● TASK STATEMENT
Within the records, find every line that includes the word "plastic" and copy it.

● RECORDS FOR THIS EXERCISE
____
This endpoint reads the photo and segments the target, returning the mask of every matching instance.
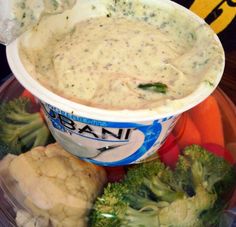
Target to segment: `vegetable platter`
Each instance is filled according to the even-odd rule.
[[[182,114],[157,151],[158,159],[105,168],[91,167],[65,151],[57,156],[59,145],[47,129],[39,103],[13,76],[0,87],[0,100],[0,226],[235,226],[236,108],[221,89]],[[37,152],[42,154],[43,168],[40,180],[33,185],[26,179],[34,175],[31,167]],[[31,160],[30,165],[22,165],[24,160]],[[65,198],[72,194],[61,198],[63,194],[58,197],[58,206],[53,202],[64,186],[50,191],[51,182],[45,177],[44,188],[52,194],[43,203],[43,197],[37,198],[42,193],[35,191],[42,187],[44,175],[56,175],[60,168],[64,171],[61,163],[80,165],[71,176],[87,181],[90,194],[77,192],[71,204]],[[24,175],[26,170],[30,173]],[[64,175],[70,176],[68,172]],[[12,183],[13,176],[18,184]],[[26,185],[35,187],[34,192]],[[82,212],[75,201],[82,204],[84,193],[92,199]],[[56,205],[49,208],[48,204]]]

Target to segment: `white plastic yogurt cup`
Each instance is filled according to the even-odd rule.
[[[89,9],[86,4],[101,4],[101,2],[80,1],[85,10],[77,19],[84,19],[85,11]],[[153,1],[143,0],[143,2]],[[199,21],[199,24],[204,23],[202,19],[176,3],[165,1],[163,4],[186,12]],[[214,38],[221,46],[218,37],[215,35]],[[18,44],[19,39],[7,47],[9,65],[18,81],[40,100],[49,129],[55,139],[68,152],[104,166],[134,164],[152,155],[155,156],[180,114],[207,98],[217,87],[224,70],[223,61],[211,86],[202,82],[193,93],[171,101],[171,105],[159,108],[158,112],[105,110],[72,102],[42,86],[26,71],[19,56]],[[222,58],[224,59],[224,56]]]

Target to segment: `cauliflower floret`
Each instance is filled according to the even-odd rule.
[[[34,216],[53,226],[87,225],[87,215],[106,183],[102,167],[84,162],[58,144],[33,148],[8,161],[9,173]]]

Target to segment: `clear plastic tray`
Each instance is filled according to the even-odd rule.
[[[18,83],[14,76],[10,77],[0,87],[0,103],[18,97],[23,90],[24,88]],[[213,95],[219,102],[222,112],[226,147],[236,160],[236,107],[221,89],[218,88]],[[5,180],[1,181],[3,178],[4,176],[0,176],[0,226],[16,226],[16,210],[21,209],[22,212],[28,211],[19,203],[20,199],[17,198],[16,200],[12,192],[9,192],[11,191],[9,190],[9,184],[12,183],[10,179],[6,183]],[[7,176],[5,176],[5,179],[6,178]],[[17,193],[15,195],[17,195]],[[21,195],[17,196],[21,197]],[[234,223],[234,219],[236,219],[236,208],[234,208],[236,207],[236,192],[232,197],[230,207],[232,209],[227,210],[225,214],[227,218],[222,222],[221,227],[236,226],[236,221]]]

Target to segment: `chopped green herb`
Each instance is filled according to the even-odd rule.
[[[190,33],[189,33],[189,36],[191,37],[192,40],[196,40],[195,34],[193,34],[193,33],[190,32]]]
[[[22,15],[22,19],[24,19],[26,17],[26,13],[23,13]]]
[[[207,84],[209,84],[210,86],[214,86],[214,84],[213,84],[211,81],[209,81],[209,80],[205,80],[205,82],[206,82]]]
[[[156,82],[156,83],[139,84],[138,88],[165,94],[168,87],[166,84],[163,84],[161,82]]]
[[[52,5],[53,5],[54,9],[57,9],[59,6],[59,3],[57,2],[57,0],[52,0]]]

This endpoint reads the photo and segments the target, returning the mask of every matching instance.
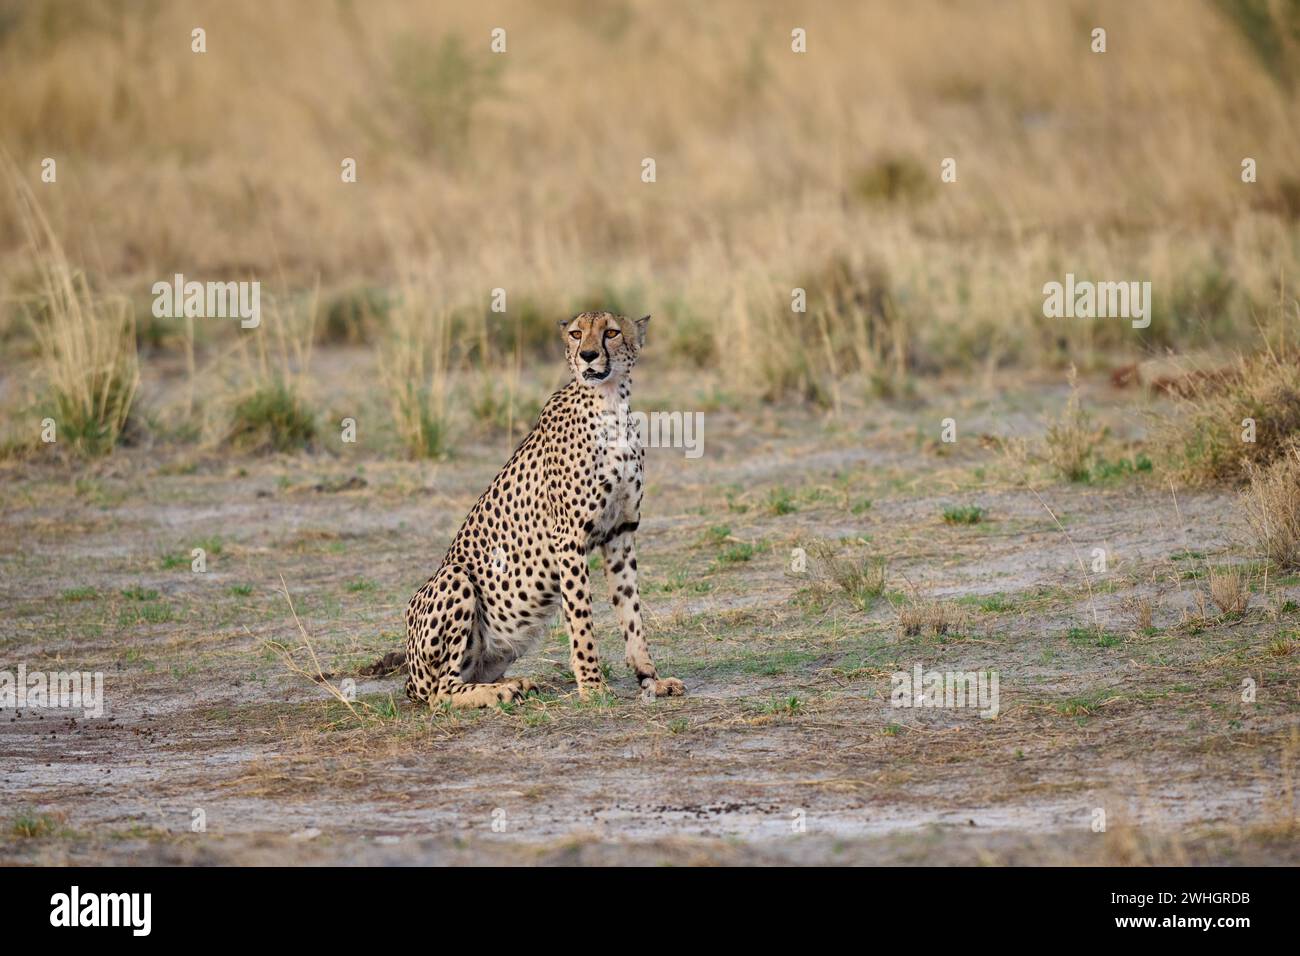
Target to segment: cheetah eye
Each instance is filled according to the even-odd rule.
____
● WRITTEN SOLUTION
Target to segment: `white plastic yogurt cup`
Target to segment: `clear plastic tray`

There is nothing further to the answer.